> **GIVEN RECORDS**:
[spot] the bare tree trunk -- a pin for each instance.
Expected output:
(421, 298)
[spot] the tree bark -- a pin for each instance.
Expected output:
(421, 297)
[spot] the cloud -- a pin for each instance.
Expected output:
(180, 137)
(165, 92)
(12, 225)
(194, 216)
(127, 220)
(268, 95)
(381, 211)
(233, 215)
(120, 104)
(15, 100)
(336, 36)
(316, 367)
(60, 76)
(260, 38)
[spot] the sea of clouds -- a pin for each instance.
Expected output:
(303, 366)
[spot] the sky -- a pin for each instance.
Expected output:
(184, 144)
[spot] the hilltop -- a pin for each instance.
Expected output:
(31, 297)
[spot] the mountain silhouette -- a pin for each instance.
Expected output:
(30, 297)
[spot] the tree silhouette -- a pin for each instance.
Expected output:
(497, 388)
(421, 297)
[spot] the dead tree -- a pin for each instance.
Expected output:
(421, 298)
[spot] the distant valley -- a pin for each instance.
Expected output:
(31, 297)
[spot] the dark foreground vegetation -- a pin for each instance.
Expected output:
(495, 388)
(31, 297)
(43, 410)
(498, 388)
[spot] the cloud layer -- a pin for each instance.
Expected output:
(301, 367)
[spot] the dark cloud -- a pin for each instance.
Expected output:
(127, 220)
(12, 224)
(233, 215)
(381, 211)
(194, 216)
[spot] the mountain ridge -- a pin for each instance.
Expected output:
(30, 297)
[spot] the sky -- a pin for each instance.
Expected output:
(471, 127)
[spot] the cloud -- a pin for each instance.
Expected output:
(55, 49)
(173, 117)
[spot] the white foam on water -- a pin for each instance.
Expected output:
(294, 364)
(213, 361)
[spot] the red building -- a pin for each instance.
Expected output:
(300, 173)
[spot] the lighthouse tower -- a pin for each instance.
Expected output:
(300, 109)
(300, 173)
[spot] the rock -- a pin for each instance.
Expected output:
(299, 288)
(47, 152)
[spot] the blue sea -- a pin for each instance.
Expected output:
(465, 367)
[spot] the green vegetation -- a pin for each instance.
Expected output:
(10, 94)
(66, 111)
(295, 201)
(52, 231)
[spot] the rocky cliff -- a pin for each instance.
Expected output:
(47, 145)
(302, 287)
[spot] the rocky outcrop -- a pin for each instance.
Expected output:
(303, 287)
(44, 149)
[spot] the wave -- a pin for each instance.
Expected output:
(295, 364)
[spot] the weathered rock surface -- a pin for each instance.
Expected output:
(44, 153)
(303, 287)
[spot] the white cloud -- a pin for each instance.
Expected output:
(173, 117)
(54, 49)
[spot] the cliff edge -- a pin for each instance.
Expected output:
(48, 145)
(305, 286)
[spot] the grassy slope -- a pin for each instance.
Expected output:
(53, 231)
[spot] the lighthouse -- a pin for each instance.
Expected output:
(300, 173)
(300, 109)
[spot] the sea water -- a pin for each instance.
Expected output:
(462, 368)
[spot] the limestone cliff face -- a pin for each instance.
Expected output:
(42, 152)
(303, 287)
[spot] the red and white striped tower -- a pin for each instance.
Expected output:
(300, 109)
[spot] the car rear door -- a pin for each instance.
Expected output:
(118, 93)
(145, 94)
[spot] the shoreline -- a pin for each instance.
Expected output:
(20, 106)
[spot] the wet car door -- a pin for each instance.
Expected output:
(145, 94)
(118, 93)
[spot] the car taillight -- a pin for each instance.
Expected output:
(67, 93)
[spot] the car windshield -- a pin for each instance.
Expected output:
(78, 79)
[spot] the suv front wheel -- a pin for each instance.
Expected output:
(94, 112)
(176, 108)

> **DIRECTIONS FOR THIS TASK**: Please scale the part of the records above that opens with the line containing "[spot] the rocky outcrop" and closes with the end of the records: reproduce every line of it, request lines unchanged, with each coordinate in the answers multiplied by 1.45 and rounded to a whole number, halves rounded up. Give only that part.

> **ANSWER TO THE EXERCISE**:
[spot] the rocky outcrop -- a pin for each instance.
Expected output:
(439, 416)
(64, 216)
[spot] the wave -- a pin for each instance.
Expected output:
(428, 528)
[spot] the weathered rock surface -- a pin for each instance.
Expected output:
(64, 222)
(439, 416)
[spot] the white cloud -- a pin for each instance.
Expected output:
(251, 170)
(78, 71)
[spot] the cliff edge -- a pin for each instance.
Expected output:
(70, 210)
(442, 415)
[spot] the grassy slope -- a pin for each instance.
Expected output:
(77, 335)
[spot] the lighthouse -- a pin for each instance.
Expected output:
(435, 251)
(435, 158)
[spot] the sea water -- a pin for each instance.
Expected output:
(670, 534)
[spot] the limestone cliff face -- a pin for each instance.
Expected output:
(61, 220)
(439, 416)
[spot] the red and white striped tower -- a pin for each instance.
Expected output:
(435, 158)
[spot] the car rear door -- a pin for each instance.
Expected output:
(171, 135)
(210, 136)
[spot] the shoreline -- a pin for each instance.
Expected output:
(29, 154)
[spot] the wet car door -- a pin for each instance.
Expected output:
(210, 136)
(171, 135)
[spot] the car taillight -- a pin for each instance.
Expected output:
(97, 135)
[spot] the car windshield -- a pin for each instance.
Expected output:
(113, 115)
[spot] the suv front wheel -- a pin for each instance.
Expected output:
(136, 162)
(255, 157)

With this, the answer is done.